**Tarefa 1:**
Copie sem alterações o trecho do texto sobre o crescimento e os limites da Terra que começa em "Queremos continuar a" e vai até "nossa civilização.".
**Tarefa 2:**
Escreva a continuação do texto sobre o mito do crescimento e os limites da Terra a partir do ponto em que ele termina.

===== Texto para análise =====

Todos estão lamentando o baixo crescimento mundial, especialmente
nos paises centrais. As razões aduzidas são múltiplas. Mas para uma
visão da ecologia radical, não se deveria excluir a interpretação de
que tal fato resulte de uma reação da própria Terra face à excessiva
exploração pelo sistema produtivista e consumista que tomou conta do
mundo. Ele levou tão longe a agressão ao sistema-Terra a ponto de,
como afirmam alguns cientistas, inauguramos uma nova era geológica:
o antropoceno, o ser humano como uma força geológica destrutiva,
acelerando a sexta extinção em massa que já há milênios está em
curso. Gaia estaria se defendendo, debilitando as condições do
arraigado mito de todas as sociedades atuais, inclusive a do
Brasi:do crescimento, o maior possível, com consumo ilimitado.
Já em 1972 o Clube de Roma se dava conta dos limites do crescimento,
este não sendo mais suportável pela Terra. Ela precisa de um ano e
meio para repor o que extraimos dela num ano. Portanto, o
crescimento é hostil à vida e fere a resiliência da Mãe Terra. Mas
não sabemos nem queremos interpretar os sinais que ela nos dá.
Queremos continuar a crescer mais e mais e, consequentemente, a
consumir à tripa forra. O relatório “Perspectivas Econômicas
Mundiais” do FMI, prevê para 2012 um crescimento mundial de 4,3%.
Vale dizer, vamos tirar mais riquezas da Terra, desequilibrando-a
como se mostra pelo aquecimento global.
A “Avaliação Sistêmica do Milênio” realizada entre 2001 e 2005 pela
ONU, ao constatar a degradação dos principais itens que sustentam a
vida advertiu: ou mudamos de rota ou pomos em risco o futuro de
nossa civilização.
A crise econômica-financeira de 2008 e retornada agora em 2011
refuta o mito do crescimento. Há uma cegueira generalizada que não
poupa sequer os 17 Nobeis da economia, como se viu recentemente no
seu encontro no lago Lindau no sul da Alemanha. À excessão de J.

===== Material de origem =====

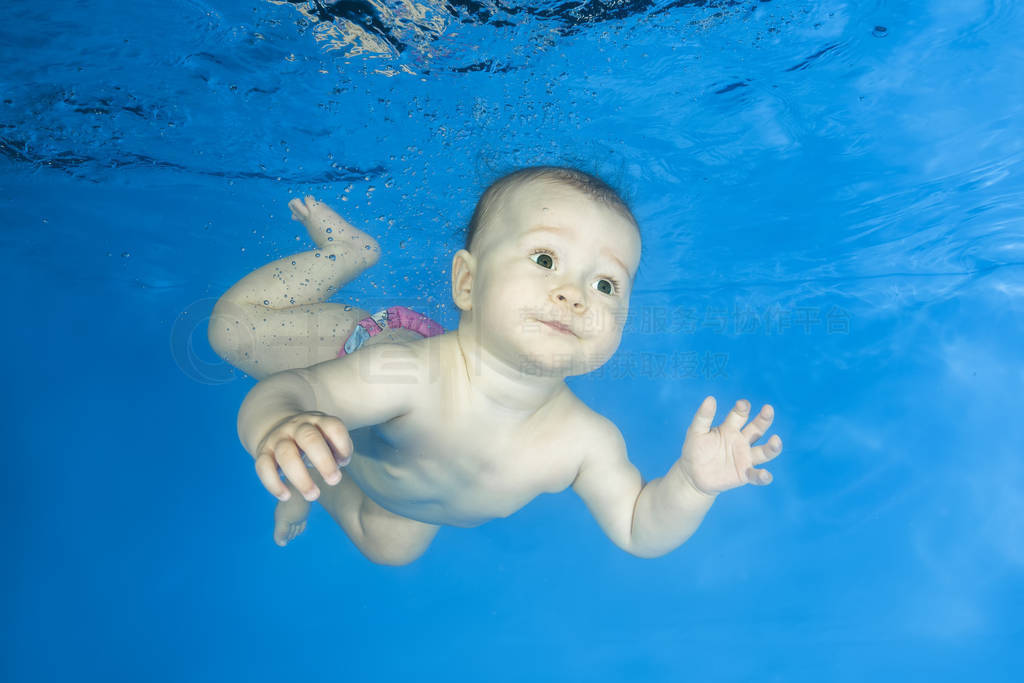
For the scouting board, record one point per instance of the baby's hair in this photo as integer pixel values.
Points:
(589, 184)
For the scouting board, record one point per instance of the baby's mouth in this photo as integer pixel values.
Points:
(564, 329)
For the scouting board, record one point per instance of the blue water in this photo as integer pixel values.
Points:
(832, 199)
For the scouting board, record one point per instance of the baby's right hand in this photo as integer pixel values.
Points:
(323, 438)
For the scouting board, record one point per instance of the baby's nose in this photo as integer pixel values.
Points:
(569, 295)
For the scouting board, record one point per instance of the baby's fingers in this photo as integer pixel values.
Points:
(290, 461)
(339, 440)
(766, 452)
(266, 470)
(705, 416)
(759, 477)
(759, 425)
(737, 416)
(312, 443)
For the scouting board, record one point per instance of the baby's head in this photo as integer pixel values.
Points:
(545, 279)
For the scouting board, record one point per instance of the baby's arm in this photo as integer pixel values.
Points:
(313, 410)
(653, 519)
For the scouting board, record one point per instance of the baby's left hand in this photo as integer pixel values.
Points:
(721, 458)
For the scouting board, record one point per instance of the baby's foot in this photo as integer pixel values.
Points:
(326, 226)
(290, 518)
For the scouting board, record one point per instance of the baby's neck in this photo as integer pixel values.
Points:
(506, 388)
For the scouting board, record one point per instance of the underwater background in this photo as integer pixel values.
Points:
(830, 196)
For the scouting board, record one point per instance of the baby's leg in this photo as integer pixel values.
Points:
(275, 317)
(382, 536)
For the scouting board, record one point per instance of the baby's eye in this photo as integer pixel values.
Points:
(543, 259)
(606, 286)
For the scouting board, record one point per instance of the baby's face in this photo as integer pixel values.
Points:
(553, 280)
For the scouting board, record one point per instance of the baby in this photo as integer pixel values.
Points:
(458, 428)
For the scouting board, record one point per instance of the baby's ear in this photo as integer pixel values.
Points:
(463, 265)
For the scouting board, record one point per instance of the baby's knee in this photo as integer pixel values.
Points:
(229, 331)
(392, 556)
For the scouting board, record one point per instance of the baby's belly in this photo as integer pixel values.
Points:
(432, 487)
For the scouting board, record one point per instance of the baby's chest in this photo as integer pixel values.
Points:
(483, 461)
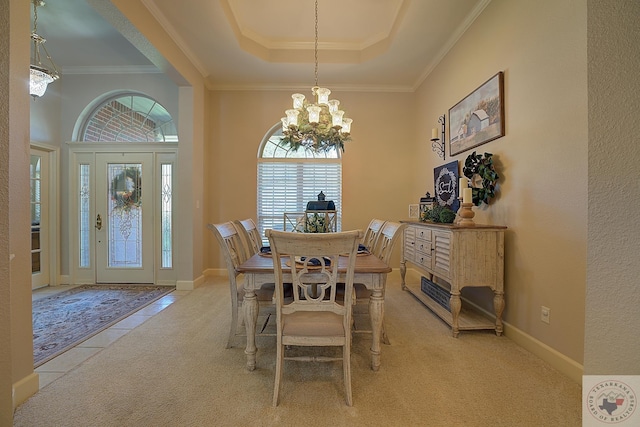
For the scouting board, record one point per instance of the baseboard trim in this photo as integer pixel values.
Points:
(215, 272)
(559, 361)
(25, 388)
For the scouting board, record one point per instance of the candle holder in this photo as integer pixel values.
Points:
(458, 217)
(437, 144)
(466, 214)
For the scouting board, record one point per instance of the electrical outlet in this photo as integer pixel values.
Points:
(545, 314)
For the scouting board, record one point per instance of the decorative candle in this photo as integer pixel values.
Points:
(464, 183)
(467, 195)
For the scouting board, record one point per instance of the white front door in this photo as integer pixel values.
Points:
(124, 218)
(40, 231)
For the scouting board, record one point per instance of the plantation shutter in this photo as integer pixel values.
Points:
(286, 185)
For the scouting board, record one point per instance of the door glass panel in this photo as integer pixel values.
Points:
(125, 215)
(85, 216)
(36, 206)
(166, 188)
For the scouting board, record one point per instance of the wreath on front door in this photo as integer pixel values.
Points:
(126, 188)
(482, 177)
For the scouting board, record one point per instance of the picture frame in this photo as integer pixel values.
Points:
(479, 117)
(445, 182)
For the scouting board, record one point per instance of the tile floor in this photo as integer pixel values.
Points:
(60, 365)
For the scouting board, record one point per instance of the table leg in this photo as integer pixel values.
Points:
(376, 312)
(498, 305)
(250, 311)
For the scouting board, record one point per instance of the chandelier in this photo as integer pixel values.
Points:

=====

**Resposta esperada 1:**
Queremos continuar a crescer mais e mais e, consequentemente, a
consumir à tripa forra. O relatório “Perspectivas Econômicas
Mundiais” do FMI, prevê para 2012 um crescimento mundial de 4,3%.
Vale dizer, vamos tirar mais riquezas da Terra, desequilibrando-a
como se mostra pelo aquecimento global.
A “Avaliação Sistêmica do Milênio” realizada entre 2001 e 2005 pela
ONU, ao constatar a degradação dos principais itens que sustentam a
vida advertiu: ou mudamos de rota ou pomos em risco o futuro de
nossa civilização.

**Resposta esperada 2:**
Stiglitz, todos eram concordes em sustentar que o marco teórico da
atual economia não teve nenhuma responsabilidade pela crise atual
(Página 12, B. Aires, 28/08/2011). Por isso, ingenuamente postularam
seguir a mesma rota de crescimento, com correções, sem se dar conta
de que estão sendo maus conselheiros.
Mas importa reconhecer um dilema de difícil solução: há regiões do
planeta que precisam crescer para atender demandas de pobres,
obviamente, cuidando da natureza e evitando a incorporação da
cultura do consumismo; e outras regiões já super desenvolvidas
precisam ser solidárias com as pobres, controlar seu crescimento,
tomar apenas o que é natural e renovável, restaurar o que devastaram
e devolver mais do que retiraram para que as futuras gerações também
possam viver com dignidade, junto com a comunidade de vida.
A redução atual do crescimento representaria uma reação sábia da
própria Terra que nos passa este recado: “parem com a idéia
tresloucada de um crescimento ilimitado, pois ele é como um cancer
que vai comendo todas as células sãs; busquem o desenvolvimento
humano, dos bens intangíveis que, este sim, pode crescer sem limites
como o amor, o cuidado, a solidariedade, a compaixão, a criação
artística e espiritual”.
Não incorro em erro na crença de que está havendo ouvidos atentos
para essa mensagem e que faremos a travessia ansiada.